Travail demandé
1) Reproduisez fidèlement le passage du texte d'étude qui va de « Une fois qu’ils » à « de ce type. ».
2) Répondez brièvement aux questions suivantes sur le texte d'étude.
(a) Où arrivent les patients après être passés par la petite porte ?
(b) Comment la blouse de l'hôpital est-elle décrite ?
(c) Qu'est-ce qui est apprécié dans ce service, selon le texte d'étude ?

Texte d'étude
-----

Une fois qu’ils sont passés par cette petite porte et qu’ils arrivent dans un box, nous les mettons (pour la plupart) en blouse, la magnifique blouse de l’hôpital (la blanche avec les petits losanges dessus, magnifique j’vous dis). Une fois dans cette robe collection hôpital d’automne (le cul à l’air, évidemment), personne ne sait s’ils sont venus en Porsche ou à pied, s’ils ont de grands diplômes, de grandes bourses (je parle d’argent bande de pervers), s’ils sont SDF, cadres, enfin bref, vous avez compris. Nous sommes en quelque sorte le lien social, la porte populaire. Tout le monde peut venir pour un peu tout (et parfois n’importe quoi). On rencontre une multitude de personnes et c’est ce que j’aime dans ce service, c’est la pluralité des patients et notre contact qui ne prend pas en compte les origines, les situations ou toute autre chose de ce type.

-----

Liste des données
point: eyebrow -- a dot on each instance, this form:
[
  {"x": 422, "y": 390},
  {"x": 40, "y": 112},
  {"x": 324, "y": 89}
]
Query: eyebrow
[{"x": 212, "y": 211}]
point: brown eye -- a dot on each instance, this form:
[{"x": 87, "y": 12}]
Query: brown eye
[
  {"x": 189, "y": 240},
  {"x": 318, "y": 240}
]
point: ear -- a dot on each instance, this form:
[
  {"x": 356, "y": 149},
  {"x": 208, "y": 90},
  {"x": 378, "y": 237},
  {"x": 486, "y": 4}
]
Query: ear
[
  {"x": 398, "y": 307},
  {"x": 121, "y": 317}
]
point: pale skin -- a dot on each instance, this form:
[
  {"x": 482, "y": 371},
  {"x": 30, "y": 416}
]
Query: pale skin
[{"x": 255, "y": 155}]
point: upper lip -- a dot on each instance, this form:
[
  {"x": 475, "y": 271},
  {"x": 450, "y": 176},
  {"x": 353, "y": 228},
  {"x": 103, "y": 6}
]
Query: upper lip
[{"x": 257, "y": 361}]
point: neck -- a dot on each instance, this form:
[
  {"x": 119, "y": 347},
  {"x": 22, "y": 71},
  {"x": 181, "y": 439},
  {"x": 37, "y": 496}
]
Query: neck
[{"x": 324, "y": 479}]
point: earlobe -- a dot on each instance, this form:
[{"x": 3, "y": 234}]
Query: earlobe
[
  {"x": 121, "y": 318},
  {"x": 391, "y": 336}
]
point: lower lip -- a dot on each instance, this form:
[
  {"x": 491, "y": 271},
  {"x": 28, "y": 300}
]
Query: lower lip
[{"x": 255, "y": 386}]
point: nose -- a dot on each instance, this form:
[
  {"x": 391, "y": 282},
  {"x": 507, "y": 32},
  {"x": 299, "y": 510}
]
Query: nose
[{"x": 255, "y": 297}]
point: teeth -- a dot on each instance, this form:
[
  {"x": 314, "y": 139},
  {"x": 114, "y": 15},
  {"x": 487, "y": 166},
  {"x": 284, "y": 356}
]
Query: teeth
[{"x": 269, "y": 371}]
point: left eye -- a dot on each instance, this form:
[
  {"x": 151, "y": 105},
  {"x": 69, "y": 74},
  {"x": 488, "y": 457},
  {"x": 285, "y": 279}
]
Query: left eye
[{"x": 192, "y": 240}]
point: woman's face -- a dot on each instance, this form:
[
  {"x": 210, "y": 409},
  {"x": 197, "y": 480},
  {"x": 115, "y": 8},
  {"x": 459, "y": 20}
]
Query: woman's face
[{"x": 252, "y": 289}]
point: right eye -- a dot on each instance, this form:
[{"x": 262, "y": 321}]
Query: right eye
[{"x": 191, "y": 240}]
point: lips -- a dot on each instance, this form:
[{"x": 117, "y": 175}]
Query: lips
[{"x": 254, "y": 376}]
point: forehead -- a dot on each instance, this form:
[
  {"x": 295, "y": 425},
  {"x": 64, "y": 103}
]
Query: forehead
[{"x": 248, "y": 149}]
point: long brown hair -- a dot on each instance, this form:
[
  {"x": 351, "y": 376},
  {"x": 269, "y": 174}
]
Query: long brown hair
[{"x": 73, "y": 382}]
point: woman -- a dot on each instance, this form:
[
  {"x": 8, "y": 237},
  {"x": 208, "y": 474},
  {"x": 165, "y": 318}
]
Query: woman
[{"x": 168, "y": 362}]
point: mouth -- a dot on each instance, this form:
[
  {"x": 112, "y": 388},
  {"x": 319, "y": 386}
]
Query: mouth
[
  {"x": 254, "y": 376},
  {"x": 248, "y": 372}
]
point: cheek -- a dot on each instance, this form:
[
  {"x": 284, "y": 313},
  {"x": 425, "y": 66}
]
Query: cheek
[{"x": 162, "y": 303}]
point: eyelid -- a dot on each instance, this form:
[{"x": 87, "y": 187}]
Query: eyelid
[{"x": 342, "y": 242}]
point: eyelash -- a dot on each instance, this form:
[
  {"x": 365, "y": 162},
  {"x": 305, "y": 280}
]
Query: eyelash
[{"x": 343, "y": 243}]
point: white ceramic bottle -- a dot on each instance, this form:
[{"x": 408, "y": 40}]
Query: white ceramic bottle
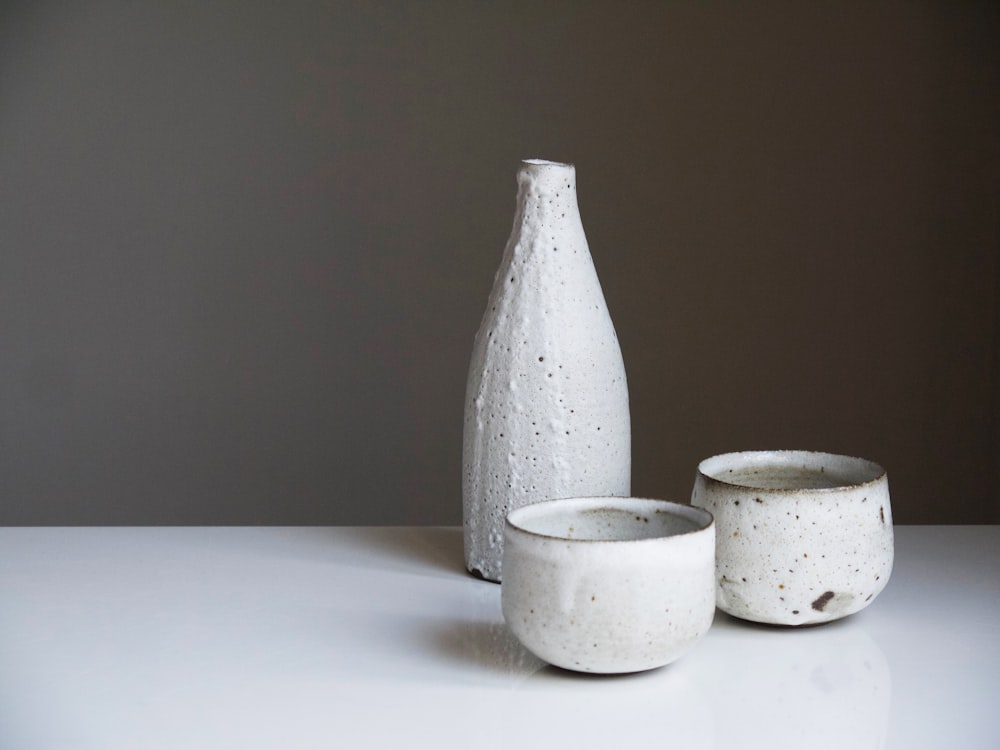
[{"x": 546, "y": 409}]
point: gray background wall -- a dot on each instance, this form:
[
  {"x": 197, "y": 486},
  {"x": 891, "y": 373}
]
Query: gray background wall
[{"x": 244, "y": 246}]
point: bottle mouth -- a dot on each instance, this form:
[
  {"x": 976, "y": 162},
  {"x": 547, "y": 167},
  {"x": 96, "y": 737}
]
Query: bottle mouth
[{"x": 546, "y": 163}]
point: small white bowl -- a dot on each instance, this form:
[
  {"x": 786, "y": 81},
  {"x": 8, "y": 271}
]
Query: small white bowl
[
  {"x": 608, "y": 584},
  {"x": 801, "y": 537}
]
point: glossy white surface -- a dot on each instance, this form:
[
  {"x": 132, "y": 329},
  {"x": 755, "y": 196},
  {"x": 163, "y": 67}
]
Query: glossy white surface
[{"x": 335, "y": 637}]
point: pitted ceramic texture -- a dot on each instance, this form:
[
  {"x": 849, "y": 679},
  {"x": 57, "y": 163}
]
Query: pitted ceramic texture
[
  {"x": 546, "y": 409},
  {"x": 609, "y": 585},
  {"x": 801, "y": 537}
]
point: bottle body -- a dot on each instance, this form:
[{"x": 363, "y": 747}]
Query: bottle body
[{"x": 546, "y": 403}]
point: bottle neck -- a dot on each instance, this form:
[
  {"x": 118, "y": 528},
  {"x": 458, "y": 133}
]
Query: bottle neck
[{"x": 546, "y": 194}]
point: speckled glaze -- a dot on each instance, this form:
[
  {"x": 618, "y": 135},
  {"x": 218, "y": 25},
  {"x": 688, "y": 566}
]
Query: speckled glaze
[
  {"x": 801, "y": 537},
  {"x": 609, "y": 584},
  {"x": 546, "y": 403}
]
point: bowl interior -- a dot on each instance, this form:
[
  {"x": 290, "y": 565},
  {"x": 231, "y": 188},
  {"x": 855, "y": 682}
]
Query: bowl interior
[
  {"x": 615, "y": 519},
  {"x": 791, "y": 470}
]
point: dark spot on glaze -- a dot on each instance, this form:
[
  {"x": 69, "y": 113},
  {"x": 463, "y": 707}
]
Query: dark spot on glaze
[{"x": 822, "y": 601}]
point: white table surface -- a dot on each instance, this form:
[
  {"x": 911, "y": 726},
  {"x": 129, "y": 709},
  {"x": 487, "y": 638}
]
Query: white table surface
[{"x": 297, "y": 637}]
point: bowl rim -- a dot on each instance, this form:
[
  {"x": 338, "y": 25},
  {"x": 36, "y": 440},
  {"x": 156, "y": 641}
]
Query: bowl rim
[
  {"x": 702, "y": 518},
  {"x": 875, "y": 469}
]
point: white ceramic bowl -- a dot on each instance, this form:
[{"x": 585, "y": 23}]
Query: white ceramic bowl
[
  {"x": 608, "y": 584},
  {"x": 801, "y": 537}
]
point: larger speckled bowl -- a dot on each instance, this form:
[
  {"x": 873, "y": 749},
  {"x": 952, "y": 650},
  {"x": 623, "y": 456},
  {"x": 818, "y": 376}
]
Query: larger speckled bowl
[
  {"x": 801, "y": 537},
  {"x": 608, "y": 584}
]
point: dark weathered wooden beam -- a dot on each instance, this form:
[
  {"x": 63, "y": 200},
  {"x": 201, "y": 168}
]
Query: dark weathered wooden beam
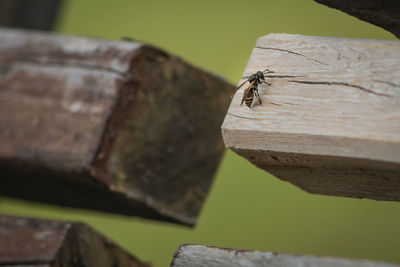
[
  {"x": 121, "y": 127},
  {"x": 196, "y": 255},
  {"x": 33, "y": 14},
  {"x": 36, "y": 242},
  {"x": 383, "y": 13},
  {"x": 330, "y": 120}
]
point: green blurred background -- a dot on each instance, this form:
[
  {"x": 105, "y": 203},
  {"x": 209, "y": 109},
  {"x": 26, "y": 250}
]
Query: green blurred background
[{"x": 247, "y": 208}]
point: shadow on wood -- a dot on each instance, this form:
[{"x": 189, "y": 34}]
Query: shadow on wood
[
  {"x": 121, "y": 127},
  {"x": 34, "y": 242}
]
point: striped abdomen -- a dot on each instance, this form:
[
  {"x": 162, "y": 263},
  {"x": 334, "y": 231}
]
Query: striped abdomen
[{"x": 249, "y": 98}]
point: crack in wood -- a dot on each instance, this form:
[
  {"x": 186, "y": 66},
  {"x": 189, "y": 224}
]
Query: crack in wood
[
  {"x": 389, "y": 83},
  {"x": 343, "y": 84},
  {"x": 242, "y": 117},
  {"x": 291, "y": 52}
]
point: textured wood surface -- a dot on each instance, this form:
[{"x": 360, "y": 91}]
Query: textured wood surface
[
  {"x": 330, "y": 121},
  {"x": 34, "y": 242},
  {"x": 198, "y": 256},
  {"x": 114, "y": 126},
  {"x": 383, "y": 13}
]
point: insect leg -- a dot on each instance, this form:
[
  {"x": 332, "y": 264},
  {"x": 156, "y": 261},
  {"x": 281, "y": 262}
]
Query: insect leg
[
  {"x": 266, "y": 71},
  {"x": 267, "y": 83},
  {"x": 257, "y": 95}
]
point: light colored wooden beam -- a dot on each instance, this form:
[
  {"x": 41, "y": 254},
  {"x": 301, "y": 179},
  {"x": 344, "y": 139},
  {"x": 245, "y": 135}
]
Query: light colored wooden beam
[
  {"x": 330, "y": 121},
  {"x": 196, "y": 255}
]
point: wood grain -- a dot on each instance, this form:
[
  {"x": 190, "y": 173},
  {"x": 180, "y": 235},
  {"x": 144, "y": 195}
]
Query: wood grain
[
  {"x": 120, "y": 127},
  {"x": 198, "y": 256},
  {"x": 35, "y": 242},
  {"x": 330, "y": 121}
]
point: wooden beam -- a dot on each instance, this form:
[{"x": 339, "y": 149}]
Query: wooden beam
[
  {"x": 35, "y": 242},
  {"x": 33, "y": 14},
  {"x": 196, "y": 255},
  {"x": 330, "y": 121},
  {"x": 120, "y": 127},
  {"x": 383, "y": 13}
]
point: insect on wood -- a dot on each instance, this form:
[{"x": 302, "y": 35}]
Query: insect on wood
[{"x": 254, "y": 81}]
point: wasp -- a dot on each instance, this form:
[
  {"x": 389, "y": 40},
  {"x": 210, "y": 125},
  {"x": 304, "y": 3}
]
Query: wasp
[{"x": 252, "y": 90}]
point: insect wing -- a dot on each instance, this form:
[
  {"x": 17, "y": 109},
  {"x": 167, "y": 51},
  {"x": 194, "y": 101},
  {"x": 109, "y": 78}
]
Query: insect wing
[{"x": 246, "y": 92}]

-----

Corrigé des activités
1)
Une fois qu’ils sont passés par cette petite porte et qu’ils arrivent dans un box, nous les mettons (pour la plupart) en blouse, la magnifique blouse de l’hôpital (la blanche avec les petits losanges dessus, magnifique j’vous dis). Une fois dans cette robe collection hôpital d’automne (le cul à l’air, évidemment), personne ne sait s’ils sont venus en Porsche ou à pied, s’ils ont de grands diplômes, de grandes bourses (je parle d’argent bande de pervers), s’ils sont SDF, cadres, enfin bref, vous avez compris. Nous sommes en quelque sorte le lien social, la porte populaire. Tout le monde peut venir pour un peu tout (et parfois n’importe quoi). On rencontre une multitude de personnes et c’est ce que j’aime dans ce service, c’est la pluralité des patients et notre contact qui ne prend pas en compte les origines, les situations ou toute autre chose de ce type.

2)
(a) Dans un box.
(b) Elle est blanche, avec de petits losanges dessus.
(c) La pluralité des patients et un contact qui ne prend pas en compte les origines, les situations ou toute autre chose de ce type.